* _SOURCE DOCUMENT_
------------------------------------------------------------

The courts are instructed by the Supreme Court to expedite their proceedings(1-2 years). Average pendency was 21.6 months in 2000 and 18.3 months in 2001. Preliminary injunction is sometimes decided even within 3-6 months. Contrary to the U.S. practice, in the preliminary injunction case, the judges do not review the validity issue precisely and rather take it secondary unless they find serious reasons for validity because of the presumption of validity. Expedited proceedings are instructed by the Supreme Court and thus come first. The Supreme Court and the JPO exchange information on patent infringement litigations and invalidation trials. In the future, all the IP cases will be converged to the Tokyo and Osaka district courts.
Validity issue was not reviewed by a court in the past, so that the court used to stay the case until the judgment on the validity by the JPO trial board became final and conclusive. Since the Supreme Court rendered the decision in April 2000, a court can review validity issues in a patent infringement litigation, if the existence of a reason for invalidation is evident to a court (Fujitsu v. Texas Instruments). The result of the review is only effective to this particular case. In order to invalidate the patent, invalidation trial should be demanded before the JPO.
Since the Supreme Court rendered the decision on doctrine of equivalents (Ball-Spline Bearing Case) in February, 1998, it has become popular among various courts, especially the Tokyo and Osaka District Courts, to apply the doctrine of equivalents. On the other hand, file wrapper estoppel is also applicable as counter allegation. According to the new revision of the Patent Law which passed the Diet in April, 2002, the indirect infringement will be more flexibly applied. In the past, indirect infringement is only asserted in the case of exclusive or designated products. Other than staple articles, we will have more room for relaxed indirect infringement issues.
The number of IP infringement litigation cases disposed in 2000 was 740, 50% of which were processed by the Tokyo District Court which has the three divisions exclusively for IP cases and has fifteen judges and seven judicial research officials having technical backgrounds. 30% of the total IP cases disposed by the Tokyo District Court were patent cases.

------------------------------------------------------------

* _DATA LINES_
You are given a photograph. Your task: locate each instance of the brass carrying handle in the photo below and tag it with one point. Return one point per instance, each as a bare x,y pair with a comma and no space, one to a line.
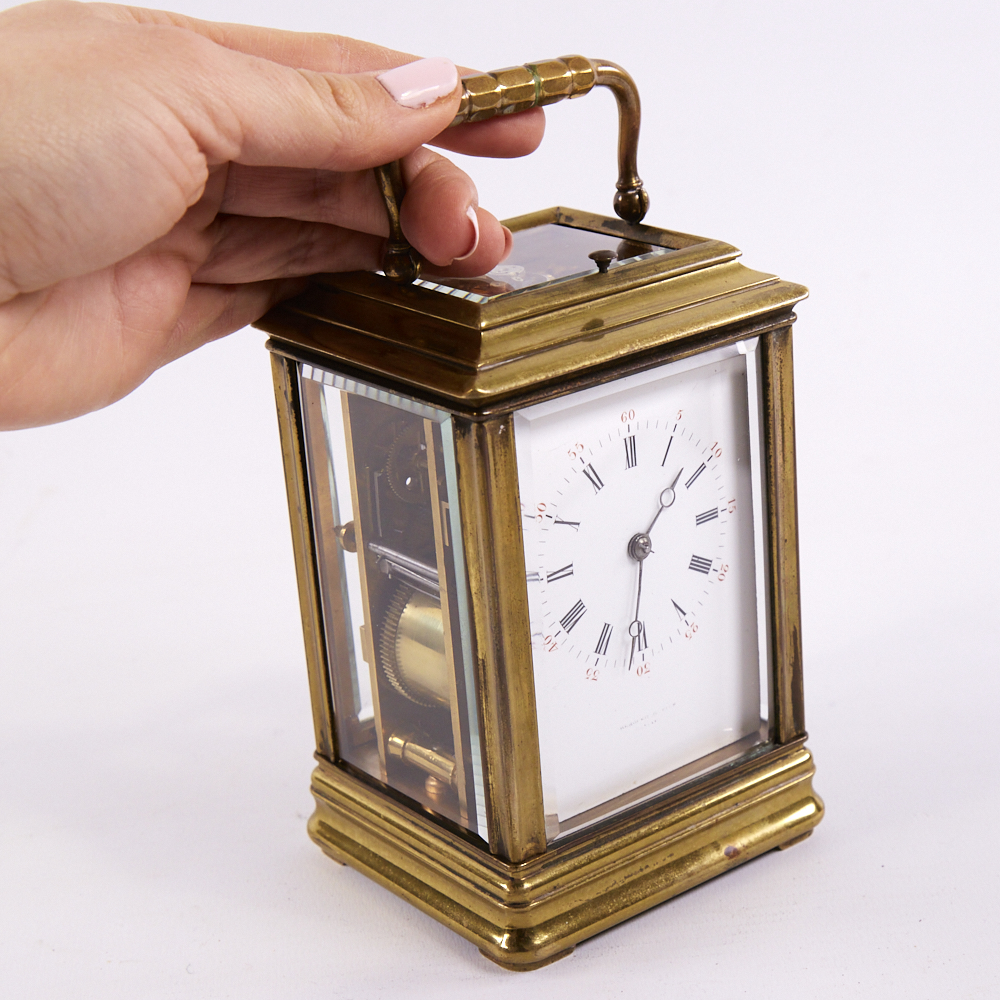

------------------------------------------------------------

From the passage on patent litigation in Japan above, extract the part starting with "The courts are" and going on through "Osaka district courts.", copied word for word.

* _CORRECT OUTPUT_
The courts are instructed by the Supreme Court to expedite their proceedings(1-2 years). Average pendency was 21.6 months in 2000 and 18.3 months in 2001. Preliminary injunction is sometimes decided even within 3-6 months. Contrary to the U.S. practice, in the preliminary injunction case, the judges do not review the validity issue precisely and rather take it secondary unless they find serious reasons for validity because of the presumption of validity. Expedited proceedings are instructed by the Supreme Court and thus come first. The Supreme Court and the JPO exchange information on patent infringement litigations and invalidation trials. In the future, all the IP cases will be converged to the Tokyo and Osaka district courts.